QUESTIONS ON THE MATERIAL:
**a.** Please duplicate the part of the bee health passage starting with "The review joins" and going on through "to bee health.".
**b.** In the bee health passage, since what year have varroa been found in virtually all colonies?
**c.** Write the next part of the bee health passage, starting after its final sentence.

SUPPLIED TEXT:
□ □ □
The following is for those interested in a quick overview of the review along with my personal comments.

The review provides a well-written description of the many pests and diseases which afflict managed bees. It states, “Pests affecting honey bees in Ontario are varroa mites, tracheal mites, wax moths, and the small hive beetle. Pathogens include numerous species of bacteria, fungi and viruses. Bumble bees, especially managed [Bombus] impatiens colonies, are affected by viruses, the trypanosome parasite Crithidia bombi, tracheal mites, the fungal infection Nosema bombi, and small hive beetle.”

The review joins others in emphasizing the overall importance of varroa mites and related control measures on honey bee well-being in Ontario. “Although beekeepers are actively managing their hives, mite levels are constantly rising in colonies,” says the review. Since 2016, varroa have been found in virtually all colonies. The review reports the difficulty of effective varroa control with genetic resistance developing in varroa mites to several key miticides, and the miticides themselves being quite detrimental to bee health.
□ □ □
RECORDS PROVIDED:
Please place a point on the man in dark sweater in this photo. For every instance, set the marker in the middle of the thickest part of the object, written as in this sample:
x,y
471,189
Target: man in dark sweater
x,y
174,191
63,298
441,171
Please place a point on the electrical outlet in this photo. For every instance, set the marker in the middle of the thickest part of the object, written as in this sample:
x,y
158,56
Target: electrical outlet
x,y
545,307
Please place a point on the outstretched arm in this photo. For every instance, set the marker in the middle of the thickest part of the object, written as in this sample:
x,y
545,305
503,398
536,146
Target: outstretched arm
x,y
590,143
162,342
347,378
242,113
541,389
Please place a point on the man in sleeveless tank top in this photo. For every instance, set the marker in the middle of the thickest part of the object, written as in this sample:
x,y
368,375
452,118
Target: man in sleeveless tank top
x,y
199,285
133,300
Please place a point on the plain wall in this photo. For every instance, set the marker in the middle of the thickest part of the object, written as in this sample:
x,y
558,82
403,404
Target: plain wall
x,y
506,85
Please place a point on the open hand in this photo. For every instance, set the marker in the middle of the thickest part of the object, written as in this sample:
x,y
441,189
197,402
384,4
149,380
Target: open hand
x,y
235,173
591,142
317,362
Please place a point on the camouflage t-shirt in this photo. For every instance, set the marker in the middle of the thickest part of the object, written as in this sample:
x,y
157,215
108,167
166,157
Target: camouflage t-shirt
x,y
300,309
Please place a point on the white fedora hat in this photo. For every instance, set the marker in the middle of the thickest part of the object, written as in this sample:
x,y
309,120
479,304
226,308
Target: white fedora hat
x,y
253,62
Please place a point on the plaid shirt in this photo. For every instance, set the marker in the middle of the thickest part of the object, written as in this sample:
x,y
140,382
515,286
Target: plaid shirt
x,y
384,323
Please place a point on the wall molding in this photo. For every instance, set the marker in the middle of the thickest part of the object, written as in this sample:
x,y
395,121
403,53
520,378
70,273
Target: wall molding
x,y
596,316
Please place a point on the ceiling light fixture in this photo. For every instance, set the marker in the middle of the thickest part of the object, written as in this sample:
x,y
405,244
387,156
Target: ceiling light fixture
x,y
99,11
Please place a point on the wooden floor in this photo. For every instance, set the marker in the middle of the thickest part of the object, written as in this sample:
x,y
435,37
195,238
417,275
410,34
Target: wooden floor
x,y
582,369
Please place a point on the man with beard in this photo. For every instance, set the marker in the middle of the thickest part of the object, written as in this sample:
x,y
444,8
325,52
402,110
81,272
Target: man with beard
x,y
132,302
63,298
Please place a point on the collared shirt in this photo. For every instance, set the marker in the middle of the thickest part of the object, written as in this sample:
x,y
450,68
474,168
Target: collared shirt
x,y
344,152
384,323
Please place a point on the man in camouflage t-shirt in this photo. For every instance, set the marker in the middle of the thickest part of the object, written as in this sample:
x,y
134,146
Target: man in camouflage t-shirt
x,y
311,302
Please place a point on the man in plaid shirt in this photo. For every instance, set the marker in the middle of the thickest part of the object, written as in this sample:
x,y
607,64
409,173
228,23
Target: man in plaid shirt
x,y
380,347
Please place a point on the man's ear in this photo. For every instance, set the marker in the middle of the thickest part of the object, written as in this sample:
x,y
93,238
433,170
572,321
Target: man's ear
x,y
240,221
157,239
□ □ □
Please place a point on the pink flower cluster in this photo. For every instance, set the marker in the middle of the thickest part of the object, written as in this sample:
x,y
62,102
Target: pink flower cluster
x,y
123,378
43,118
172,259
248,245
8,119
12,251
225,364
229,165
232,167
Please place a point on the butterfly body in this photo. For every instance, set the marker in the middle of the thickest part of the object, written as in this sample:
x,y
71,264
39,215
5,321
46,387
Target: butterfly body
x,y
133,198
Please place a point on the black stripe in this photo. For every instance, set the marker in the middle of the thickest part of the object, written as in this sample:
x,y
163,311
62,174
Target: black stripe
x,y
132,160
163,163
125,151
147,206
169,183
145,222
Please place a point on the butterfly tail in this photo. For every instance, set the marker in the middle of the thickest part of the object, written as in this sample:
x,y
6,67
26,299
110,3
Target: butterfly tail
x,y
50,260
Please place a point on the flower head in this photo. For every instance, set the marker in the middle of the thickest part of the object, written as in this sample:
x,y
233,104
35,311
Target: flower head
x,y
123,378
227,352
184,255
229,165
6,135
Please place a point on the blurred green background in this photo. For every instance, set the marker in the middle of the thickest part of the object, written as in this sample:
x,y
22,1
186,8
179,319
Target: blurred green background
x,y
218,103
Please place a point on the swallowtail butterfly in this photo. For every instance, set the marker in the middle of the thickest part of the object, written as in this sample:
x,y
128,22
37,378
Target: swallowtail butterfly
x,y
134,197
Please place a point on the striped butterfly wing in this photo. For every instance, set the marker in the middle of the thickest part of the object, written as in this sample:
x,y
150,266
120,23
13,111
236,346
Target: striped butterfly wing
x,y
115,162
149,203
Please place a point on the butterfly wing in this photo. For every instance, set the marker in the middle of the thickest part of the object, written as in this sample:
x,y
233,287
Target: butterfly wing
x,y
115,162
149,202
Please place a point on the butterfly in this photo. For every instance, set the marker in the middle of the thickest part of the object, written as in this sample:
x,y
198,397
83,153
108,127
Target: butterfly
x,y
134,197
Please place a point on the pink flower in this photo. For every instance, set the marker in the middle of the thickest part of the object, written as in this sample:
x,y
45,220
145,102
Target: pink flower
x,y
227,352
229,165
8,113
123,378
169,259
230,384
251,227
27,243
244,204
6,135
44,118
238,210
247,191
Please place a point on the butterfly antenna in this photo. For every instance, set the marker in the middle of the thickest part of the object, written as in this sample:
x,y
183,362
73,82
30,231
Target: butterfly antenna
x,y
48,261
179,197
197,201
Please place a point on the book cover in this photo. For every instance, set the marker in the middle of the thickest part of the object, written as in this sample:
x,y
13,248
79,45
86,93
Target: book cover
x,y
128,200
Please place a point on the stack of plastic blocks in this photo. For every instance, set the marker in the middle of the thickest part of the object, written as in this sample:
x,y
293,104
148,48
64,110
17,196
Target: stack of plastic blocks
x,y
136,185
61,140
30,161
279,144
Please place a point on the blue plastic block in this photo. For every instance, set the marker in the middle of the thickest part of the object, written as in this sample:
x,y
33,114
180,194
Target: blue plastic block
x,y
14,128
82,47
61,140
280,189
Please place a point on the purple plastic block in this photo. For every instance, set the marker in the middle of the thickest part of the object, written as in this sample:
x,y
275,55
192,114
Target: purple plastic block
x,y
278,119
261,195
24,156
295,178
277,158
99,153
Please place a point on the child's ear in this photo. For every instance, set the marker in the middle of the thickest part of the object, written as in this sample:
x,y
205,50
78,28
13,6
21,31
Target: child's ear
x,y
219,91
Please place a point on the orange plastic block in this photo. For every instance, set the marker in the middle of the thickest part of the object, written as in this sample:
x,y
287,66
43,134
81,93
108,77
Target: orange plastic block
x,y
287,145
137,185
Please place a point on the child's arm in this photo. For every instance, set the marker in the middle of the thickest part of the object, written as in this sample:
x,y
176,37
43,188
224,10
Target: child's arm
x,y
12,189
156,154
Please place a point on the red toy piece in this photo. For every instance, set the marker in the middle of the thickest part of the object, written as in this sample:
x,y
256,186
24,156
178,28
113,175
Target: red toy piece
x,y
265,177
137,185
□ □ □
RESULTS IN ORDER:
**a.**
The review joins others in emphasizing the overall importance of varroa mites and related control measures on honey bee well-being in Ontario. “Although beekeepers are actively managing their hives, mite levels are constantly rising in colonies,” says the review. Since 2016, varroa have been found in virtually all colonies. The review reports the difficulty of effective varroa control with genetic resistance developing in varroa mites to several key miticides, and the miticides themselves being quite detrimental to bee health.

**b.** Since 2016.

**c.**
The review also describes growing awareness of the importance of bee viruses to honey bee health, to a greater extent than I have seen in other public reports about bee health in Ontario. It notes, as have others, that honey bees weakened by varroa are more vulnerable to several bee viruses than was the case in pre-varroa times. The review notes the slowness of OMAFRA and the Ontario bee industry in introducing routine monitoring of Ontario bee colonies for the prevalence of viruses, in contrast to the regular monitoring occurring in the United States.

The review includes criticisms of beekeeper management in Ontario: “In Ontario, management practices are the second leading cause of overwintering mortality in honey bees after Varroa mite infestation (Guzman-Novoa et al. 2010). Specifically, having weak colonies, with insufficient numbers of workers entering the winter season, and having limited food reserves to carry bees through the winter contributes to their losses.”

Note also this quote: “the declining health of managed bees (honey bees, blue orchard bees, managed Bombus [bumble bee], and alfalfa leafcutter bees) is in part due to their management by humans.”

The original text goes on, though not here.